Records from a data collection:

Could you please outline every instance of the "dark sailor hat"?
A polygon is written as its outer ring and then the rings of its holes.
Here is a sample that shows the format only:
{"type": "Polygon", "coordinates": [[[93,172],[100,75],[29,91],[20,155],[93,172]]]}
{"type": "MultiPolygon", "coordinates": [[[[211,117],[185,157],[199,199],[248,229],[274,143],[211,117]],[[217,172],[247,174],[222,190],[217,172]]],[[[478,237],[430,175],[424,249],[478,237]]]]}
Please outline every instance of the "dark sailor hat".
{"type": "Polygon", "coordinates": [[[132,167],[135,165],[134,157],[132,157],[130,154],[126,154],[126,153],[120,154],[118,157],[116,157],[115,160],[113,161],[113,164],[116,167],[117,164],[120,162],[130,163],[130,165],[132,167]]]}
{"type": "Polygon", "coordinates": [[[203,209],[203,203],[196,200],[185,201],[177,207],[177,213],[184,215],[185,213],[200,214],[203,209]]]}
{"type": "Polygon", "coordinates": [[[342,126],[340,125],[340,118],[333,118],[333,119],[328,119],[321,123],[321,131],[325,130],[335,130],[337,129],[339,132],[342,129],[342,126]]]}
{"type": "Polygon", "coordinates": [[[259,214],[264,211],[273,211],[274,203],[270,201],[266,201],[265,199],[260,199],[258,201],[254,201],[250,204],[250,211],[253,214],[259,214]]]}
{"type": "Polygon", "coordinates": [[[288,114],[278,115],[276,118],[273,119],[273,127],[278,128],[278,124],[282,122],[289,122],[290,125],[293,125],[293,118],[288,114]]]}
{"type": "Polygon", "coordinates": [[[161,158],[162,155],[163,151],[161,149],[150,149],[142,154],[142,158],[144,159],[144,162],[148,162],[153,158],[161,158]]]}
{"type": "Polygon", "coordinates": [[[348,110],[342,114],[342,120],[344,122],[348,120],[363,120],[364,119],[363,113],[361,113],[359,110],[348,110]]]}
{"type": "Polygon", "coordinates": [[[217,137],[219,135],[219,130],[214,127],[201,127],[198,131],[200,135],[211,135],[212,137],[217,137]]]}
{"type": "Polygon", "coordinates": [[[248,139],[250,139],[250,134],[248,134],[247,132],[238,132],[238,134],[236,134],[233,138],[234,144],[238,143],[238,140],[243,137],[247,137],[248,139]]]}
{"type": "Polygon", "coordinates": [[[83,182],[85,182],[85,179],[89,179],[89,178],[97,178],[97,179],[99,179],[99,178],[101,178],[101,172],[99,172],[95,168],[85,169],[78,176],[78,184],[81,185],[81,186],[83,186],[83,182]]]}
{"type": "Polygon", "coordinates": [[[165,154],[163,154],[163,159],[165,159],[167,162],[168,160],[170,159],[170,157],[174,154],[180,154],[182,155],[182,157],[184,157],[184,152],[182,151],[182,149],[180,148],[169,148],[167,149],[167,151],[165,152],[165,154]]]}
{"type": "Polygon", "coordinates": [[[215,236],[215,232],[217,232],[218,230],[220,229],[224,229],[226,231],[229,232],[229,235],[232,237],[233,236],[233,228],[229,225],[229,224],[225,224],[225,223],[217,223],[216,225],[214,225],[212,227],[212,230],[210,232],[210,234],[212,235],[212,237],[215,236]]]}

__Problem requirements__
In full and word for word, restate the data.

__Answer section__
Could you please outline every instance of the "dark sailor hat"?
A polygon is written as its outer ring and then the rings of its holes.
Here is a sample that shows the format only:
{"type": "Polygon", "coordinates": [[[93,172],[100,75],[29,91],[20,155],[93,172]]]}
{"type": "MultiPolygon", "coordinates": [[[[211,117],[185,157],[199,199],[248,229],[274,143],[211,117]],[[217,172],[247,174],[222,190],[217,172]]],[[[478,237],[430,175],[424,249],[478,237]]]]}
Please outline every instance of the "dark sailor hat".
{"type": "Polygon", "coordinates": [[[132,167],[135,165],[134,157],[132,157],[130,154],[126,154],[126,153],[120,154],[118,157],[116,157],[115,160],[113,161],[113,164],[116,167],[117,164],[120,162],[130,163],[130,165],[132,167]]]}
{"type": "Polygon", "coordinates": [[[203,209],[203,203],[196,200],[185,201],[177,207],[177,213],[184,215],[185,213],[200,214],[203,209]]]}
{"type": "Polygon", "coordinates": [[[342,126],[340,125],[340,118],[333,118],[333,119],[328,119],[321,123],[321,131],[325,130],[335,130],[337,129],[339,132],[342,129],[342,126]]]}
{"type": "Polygon", "coordinates": [[[259,214],[264,211],[273,211],[274,203],[270,201],[266,201],[265,199],[260,199],[258,201],[254,201],[250,204],[250,211],[253,214],[259,214]]]}
{"type": "Polygon", "coordinates": [[[288,114],[278,115],[276,118],[273,119],[273,127],[278,128],[278,124],[282,122],[289,122],[290,125],[293,125],[293,118],[288,114]]]}
{"type": "Polygon", "coordinates": [[[161,158],[162,155],[163,151],[161,149],[150,149],[142,154],[142,158],[144,159],[144,162],[148,162],[153,158],[161,158]]]}
{"type": "Polygon", "coordinates": [[[348,110],[342,114],[342,120],[344,122],[348,120],[363,120],[364,119],[363,113],[361,113],[359,110],[348,110]]]}
{"type": "Polygon", "coordinates": [[[217,137],[219,135],[219,130],[214,127],[201,127],[198,131],[200,135],[211,135],[212,137],[217,137]]]}
{"type": "Polygon", "coordinates": [[[248,139],[250,139],[250,134],[248,134],[247,132],[238,132],[238,134],[236,134],[233,138],[234,144],[238,143],[238,140],[243,137],[247,137],[248,139]]]}
{"type": "Polygon", "coordinates": [[[83,182],[85,182],[85,179],[89,179],[89,178],[97,178],[97,179],[99,179],[99,178],[101,178],[101,172],[99,172],[95,168],[85,169],[78,176],[78,184],[81,185],[81,186],[83,186],[83,182]]]}
{"type": "Polygon", "coordinates": [[[165,154],[163,154],[163,159],[165,159],[167,162],[168,160],[170,159],[170,157],[174,154],[180,154],[182,155],[182,157],[184,157],[184,152],[182,151],[182,149],[180,148],[169,148],[167,149],[167,151],[165,152],[165,154]]]}
{"type": "Polygon", "coordinates": [[[215,236],[215,232],[217,232],[218,230],[220,229],[224,229],[226,231],[229,232],[229,235],[232,237],[233,236],[233,228],[229,225],[229,224],[225,224],[225,223],[217,223],[216,225],[214,225],[212,227],[212,230],[210,232],[210,234],[212,235],[212,237],[215,236]]]}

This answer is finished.